**DOCUMENT**.
---*---
Leoma supports and regularly sponsors the Fort Myers Film Festival.

She painted the poster art for the 5th Annual Fort Myers Film Festival in 2015, painted FMff founder and host Eric Raddatz live, and has served as a T.G.I.M. celebrity judge a handful of times.

“I have long admired what Eric Raddatz brings to Fort Myers through the film festival,” says Lovegrove. “As someone who’s promoted tourism in Lee County and all of Southwest Florida for many years, I appreciate the effort that Eric makes to put Fort Myers on the indie filmmaking map. Known for its world-class swagger and support of local filmmakers, the Fort Myers Film Festival consistently attracts a vibrant, intellectual and edgy crowd to its events. And not only does he attract scores of movie lovers to Fort Myers for the film festival, he brings in hundreds of nationally and internationally-acclaimed filmmakers, cinematographers, actors and extras who might not otherwise have occasion to visit our community.”

According to Lovegrove, it’s more than just name recognition.
---*---
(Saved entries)
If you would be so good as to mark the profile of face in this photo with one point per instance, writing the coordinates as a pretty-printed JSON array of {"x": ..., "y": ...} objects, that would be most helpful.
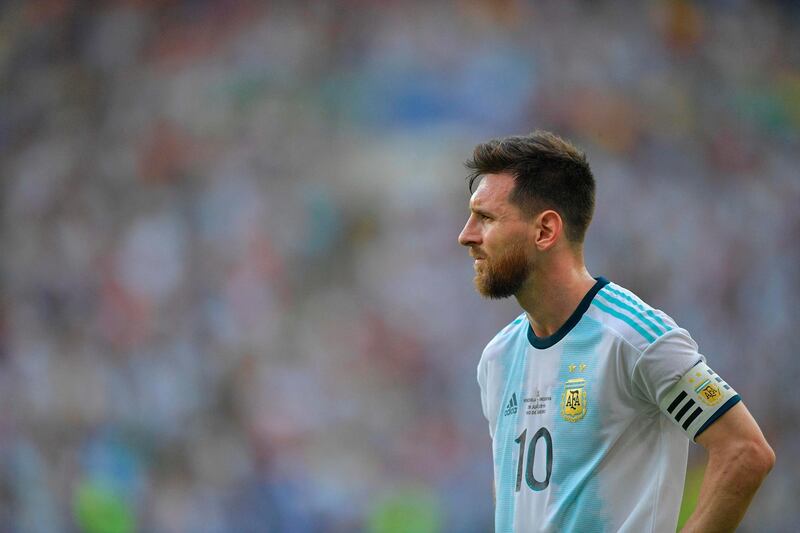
[{"x": 498, "y": 235}]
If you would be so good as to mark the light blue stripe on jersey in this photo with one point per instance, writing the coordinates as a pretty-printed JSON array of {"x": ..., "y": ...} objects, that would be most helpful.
[
  {"x": 577, "y": 449},
  {"x": 515, "y": 366},
  {"x": 624, "y": 318},
  {"x": 636, "y": 314},
  {"x": 638, "y": 304}
]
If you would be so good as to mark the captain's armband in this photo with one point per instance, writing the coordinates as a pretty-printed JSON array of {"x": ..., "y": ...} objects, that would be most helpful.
[{"x": 698, "y": 399}]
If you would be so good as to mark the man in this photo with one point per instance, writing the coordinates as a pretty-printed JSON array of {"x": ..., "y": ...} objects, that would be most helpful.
[{"x": 591, "y": 394}]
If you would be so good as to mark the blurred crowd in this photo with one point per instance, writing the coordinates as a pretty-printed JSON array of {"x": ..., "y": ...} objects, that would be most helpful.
[{"x": 232, "y": 296}]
---*---
**YOUR TASKS**.
(1) In the Fort Myers Film Festival passage, which kinds of acclaimed people does Lovegrove say Raddatz brings to the city?
(2) Could you print everything in the Fort Myers Film Festival passage from "Leoma supports and" down to "handful of times."?
(3) What comes next in the Fort Myers Film Festival passage after its last sentence?
These entries were taken from a different source than the passage about the Fort Myers Film Festival.

**RESULTS OF THE TASKS**.
(1) Filmmakers, cinematographers, actors, extras

(2)
Leoma supports and regularly sponsors the Fort Myers Film Festival.

She painted the poster art for the 5th Annual Fort Myers Film Festival in 2015, painted FMff founder and host Eric Raddatz live, and has served as a T.G.I.M. celebrity judge a handful of times.

(3)
“By exposing our own accomplished and aspiring directors, producers, cinematographers, videographers, actors and more to the influence of these filmmakers, Eric is encouraging and inspiring untold numbers of local people to develop their own skills and talents in the art of movie-making.”

Eric and Leoma shared the spotlight at the Lee County Visitor & Convention Bureau (VCB) and the Greater Fort Myers Chamber of Commerce’s 6th Annual Chrysalis Awards’ luncheon and trade show, where the Fort Myers Film Festival received a Chrysalis for Cultural Achievement and Lovegrove was honored with the VCB’s long-standing Junonia Award. Created in 2006, the Junonia Award recognizes individuals who have positively impacted the local tourism community by demonstrating unique capabilities, leadership, commitment, and dedication. (The Junonia is a highly treasured shell and was selected as a symbol of the VCB’s annual award because of its rarity and exceptional quality.)

February 4’s T.G.I.M. will mark the end of a busy weekend for Lovegrove. On Friday, February 1, a 60-piece retrospective of her work will open at the ONE/Allure Sales Center in the City Pier Building (and former home of Art of the Olympians). Titled Here, There and Everywhere, the exhibition will run through 2020, with older works being swapped for new paintings on holidays and other special occasions. Lovegrove will be on hand during most Art Walk and Music Walks to meet and greet visitors.

January 27, 2019.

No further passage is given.